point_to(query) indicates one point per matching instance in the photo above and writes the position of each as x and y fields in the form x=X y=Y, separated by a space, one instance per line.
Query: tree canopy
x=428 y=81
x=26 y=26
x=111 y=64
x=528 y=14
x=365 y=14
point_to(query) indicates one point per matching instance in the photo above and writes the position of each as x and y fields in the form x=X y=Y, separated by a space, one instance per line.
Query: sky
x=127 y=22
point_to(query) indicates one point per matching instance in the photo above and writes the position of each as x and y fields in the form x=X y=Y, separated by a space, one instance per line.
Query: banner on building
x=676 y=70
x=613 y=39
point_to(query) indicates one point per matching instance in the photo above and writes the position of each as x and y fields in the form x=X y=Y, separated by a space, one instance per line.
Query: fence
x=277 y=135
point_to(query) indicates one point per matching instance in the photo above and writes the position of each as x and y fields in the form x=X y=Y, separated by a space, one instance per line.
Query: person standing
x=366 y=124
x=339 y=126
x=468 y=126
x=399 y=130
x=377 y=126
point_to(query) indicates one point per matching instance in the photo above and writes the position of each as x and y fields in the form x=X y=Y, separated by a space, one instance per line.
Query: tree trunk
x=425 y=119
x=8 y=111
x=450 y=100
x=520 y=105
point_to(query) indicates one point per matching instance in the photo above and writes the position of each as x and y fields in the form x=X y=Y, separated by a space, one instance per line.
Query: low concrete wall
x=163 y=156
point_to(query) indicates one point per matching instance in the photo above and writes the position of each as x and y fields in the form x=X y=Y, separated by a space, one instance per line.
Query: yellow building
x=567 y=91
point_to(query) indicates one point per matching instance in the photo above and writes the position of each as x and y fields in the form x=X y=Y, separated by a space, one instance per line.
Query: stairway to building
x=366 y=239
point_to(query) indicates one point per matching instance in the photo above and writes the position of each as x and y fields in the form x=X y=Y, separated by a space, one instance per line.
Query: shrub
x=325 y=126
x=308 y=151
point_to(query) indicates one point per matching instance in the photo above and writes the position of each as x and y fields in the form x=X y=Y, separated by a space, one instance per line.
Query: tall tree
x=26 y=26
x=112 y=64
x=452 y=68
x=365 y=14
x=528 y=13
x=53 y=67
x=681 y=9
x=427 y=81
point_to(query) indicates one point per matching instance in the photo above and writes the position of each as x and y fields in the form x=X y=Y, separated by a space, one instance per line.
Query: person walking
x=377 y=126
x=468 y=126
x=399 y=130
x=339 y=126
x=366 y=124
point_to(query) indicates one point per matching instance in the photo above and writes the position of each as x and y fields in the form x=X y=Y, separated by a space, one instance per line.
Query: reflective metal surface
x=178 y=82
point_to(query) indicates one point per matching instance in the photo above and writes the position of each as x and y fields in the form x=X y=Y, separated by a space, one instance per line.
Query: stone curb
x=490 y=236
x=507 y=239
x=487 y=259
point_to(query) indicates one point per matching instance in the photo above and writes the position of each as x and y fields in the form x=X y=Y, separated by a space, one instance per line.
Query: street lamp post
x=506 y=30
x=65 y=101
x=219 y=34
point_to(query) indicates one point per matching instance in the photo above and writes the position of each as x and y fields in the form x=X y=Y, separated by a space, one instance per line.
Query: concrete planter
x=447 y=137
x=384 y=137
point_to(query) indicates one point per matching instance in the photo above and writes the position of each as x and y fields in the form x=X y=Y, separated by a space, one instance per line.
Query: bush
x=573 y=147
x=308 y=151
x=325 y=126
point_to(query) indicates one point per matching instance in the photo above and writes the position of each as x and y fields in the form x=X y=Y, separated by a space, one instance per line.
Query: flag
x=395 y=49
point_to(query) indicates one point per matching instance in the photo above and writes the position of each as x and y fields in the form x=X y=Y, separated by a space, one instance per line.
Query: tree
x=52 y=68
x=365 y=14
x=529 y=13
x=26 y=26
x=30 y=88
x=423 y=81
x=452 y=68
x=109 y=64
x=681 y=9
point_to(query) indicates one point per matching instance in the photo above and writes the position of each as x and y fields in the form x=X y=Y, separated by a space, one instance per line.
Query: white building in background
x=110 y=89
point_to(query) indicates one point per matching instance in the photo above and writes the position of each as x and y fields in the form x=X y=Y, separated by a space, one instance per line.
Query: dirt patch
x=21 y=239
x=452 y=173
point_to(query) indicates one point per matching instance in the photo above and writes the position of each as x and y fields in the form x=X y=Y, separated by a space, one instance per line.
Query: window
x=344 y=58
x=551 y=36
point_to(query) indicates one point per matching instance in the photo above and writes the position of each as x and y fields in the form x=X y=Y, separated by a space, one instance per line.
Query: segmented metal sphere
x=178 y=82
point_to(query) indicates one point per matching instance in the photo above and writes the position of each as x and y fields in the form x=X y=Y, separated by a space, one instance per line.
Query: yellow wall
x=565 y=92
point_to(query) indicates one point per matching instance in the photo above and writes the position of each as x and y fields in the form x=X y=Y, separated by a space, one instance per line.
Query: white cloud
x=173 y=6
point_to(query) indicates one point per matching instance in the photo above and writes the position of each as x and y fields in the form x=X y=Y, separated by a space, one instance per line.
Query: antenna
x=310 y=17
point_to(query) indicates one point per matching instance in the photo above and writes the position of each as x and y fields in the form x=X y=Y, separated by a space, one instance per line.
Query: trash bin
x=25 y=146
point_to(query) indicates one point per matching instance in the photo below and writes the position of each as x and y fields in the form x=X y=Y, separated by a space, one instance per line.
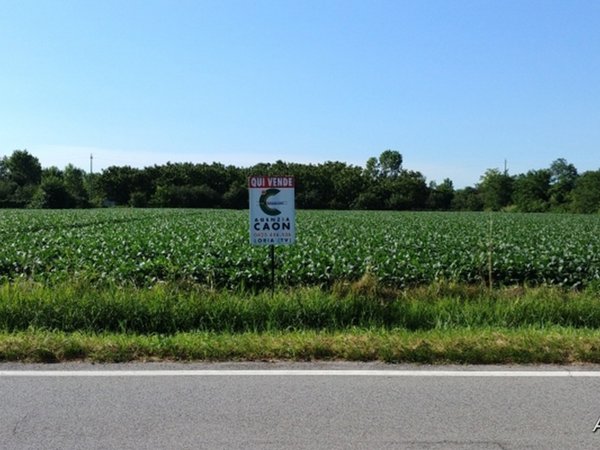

**WORK TO BE COMPLETED:** Only the records themselves, retyped exactly, belong in the answer; please leave all images behind.

**COMPLETED EXERCISE:**
point_to(query) indicates one point per matching instance in the photo above and writes the position of each as x and y fields in the form x=X y=Y, separated by a space, one instance per line.
Query: tree canopy
x=428 y=81
x=26 y=26
x=111 y=64
x=528 y=14
x=365 y=14
point_to(query) indicates one point per matching instance in the photo above and writes the position of each as x and y fields in the form x=X y=Y, separated by a space, one instance per line.
Query: sky
x=127 y=22
point_to(query) indicates one point per matching instance in the photo above and writes the position of each as x and y fields in the form x=X y=Y, separated by a space, one instance per line.
Query: banner on building
x=676 y=70
x=613 y=39
point_to(query) indicates one point per matching instance in the photo above and writes the position of each as x and y fields in the form x=X y=Y, separated by a space, one instance per line.
Query: fence
x=277 y=135
point_to(query) indicates one point per matching instance in the photo above and writes the position of each as x and y fields in the form x=X y=Y, separated by a space, one instance per line.
Query: person standing
x=366 y=124
x=339 y=126
x=468 y=126
x=399 y=130
x=377 y=126
point_to(query) indicates one point per matching instance in the photo above and writes the position of each as x and y fields in the form x=X y=Y, separated by a space, one instance per line.
Query: tree trunk
x=425 y=119
x=8 y=111
x=450 y=100
x=520 y=105
point_to(query) indicates one point per matching instance in the photo above and writes the position of each as x and y fields in the form x=X y=Y, separated by a space, one instance per line.
Query: low concrete wall
x=163 y=156
point_to(query) indicates one point per matching instance in the photo above and writes the position of each as x and y fields in the form x=X y=Y, separated by a space, one instance per line.
Query: yellow building
x=567 y=91
point_to(query) indicates one point per matching instance in the photo above and writes the position of each as x and y fields in the form x=X y=Y, separated by a space, one instance per line.
Query: stairway to building
x=366 y=239
point_to(query) indicates one point per matching instance in the photo above and writes the position of each as x and y fields in the form x=X y=Y, separated by a space, one instance per line.
Query: shrub
x=325 y=126
x=308 y=151
point_to(query) indicates one point per matching instance in the photo above and writes the position of each as x and y fields in the form x=X y=Y, separated by a space, one instance per line.
Query: tall tree
x=26 y=26
x=112 y=64
x=452 y=68
x=365 y=14
x=528 y=13
x=53 y=67
x=681 y=9
x=427 y=81
point_to(query) indicates one point per matching instance in the photo above and writes the position of each as x and y fields in the form x=X y=Y, separated by a space, one instance per line.
Query: person walking
x=377 y=126
x=468 y=126
x=399 y=130
x=339 y=126
x=366 y=124
point_to(query) indicates one point per matching instance in the photo above and writes the position of each as x and y fields in the form x=X y=Y, separated by a space, one instance per line.
Query: reflective metal surface
x=178 y=82
point_to(query) indicates one point per matching instance in the photo above and writes the position of each as x and y fields in the form x=X y=Y, separated by a space, one instance per line.
Query: stone curb
x=490 y=236
x=507 y=239
x=487 y=259
point_to(query) indicates one point per matching instance in the photo above and writes the position of each as x and y fields in the form x=X y=Y, separated by a space, one instance per line.
Query: street lamp post
x=506 y=30
x=65 y=101
x=219 y=34
point_to(query) indicates one point per matching instance in the photo above and writes the position of each as x and y fields in the form x=X y=Y, separated by a space, one instance per line.
Query: concrete planter
x=447 y=137
x=384 y=137
point_to(query) indicates one point per matching instance in the photo above and writes the position of each as x and y fields in the form x=X y=Y, separated by a space, one instance per line.
Query: bush
x=573 y=147
x=308 y=151
x=325 y=126
point_to(query) indicates one point per matching instance in the photo above and writes the position of each as x and y fields in the form x=X y=Y, separated by a space, one instance per line.
Query: flag
x=395 y=49
point_to(query) indicates one point per matching instance in the photo above and writes the position of each as x and y fields in the form x=X y=Y, separated by a space, one instance per line.
Query: tree
x=52 y=68
x=365 y=14
x=529 y=13
x=26 y=26
x=30 y=88
x=423 y=81
x=452 y=68
x=109 y=64
x=681 y=9
point_to(query) indicates one point per matching instance in the photo above and writes the position of each as x and y fields in the form x=X y=Y, separated by a space, one instance per line.
Query: white building in background
x=110 y=89
point_to(query) indicates one point per matching instance in the photo above and writes the position of each as x and y fields in the form x=X y=Y, separated by a space, one instance per line.
Query: dirt patch
x=21 y=239
x=452 y=173
point_to(query) indicates one point per matching instance in the photo above and writes the position of each as x and y fields in the form x=X y=Y, separated by a space, one instance per line.
Query: window
x=344 y=58
x=551 y=36
point_to(query) indicates one point per matching instance in the photo above and writes the position of each as x and y fields in the form x=X y=Y, separated by a space, one instance per line.
Query: segmented metal sphere
x=178 y=82
point_to(query) indicates one point per matching instance in the photo above and writes the position of each as x and y fields in the form x=X y=Y, separated by a space, one instance per line.
Query: yellow wall
x=565 y=92
point_to(query) indicates one point per matching instance in the photo above and writes the position of each as x and y fields in the form x=X y=Y, separated by a space, one instance per line.
Query: white cloud
x=173 y=6
point_to(query) indicates one point per matching instance in the photo above and writes the position of each as x and y fields in the form x=X y=Y, separated by a space, one instance per line.
Query: antenna
x=310 y=17
point_to(query) indicates one point per matching instance in the photo above and writes the position of each as x and y fields in the form x=X y=Y, separated by a space, one instance per line.
Query: trash bin
x=25 y=146
point_to(query) indicates one point per matching instance in the photo below and writes the position of each as x and y fields in the form x=X y=Y, separated by a space, one instance per line.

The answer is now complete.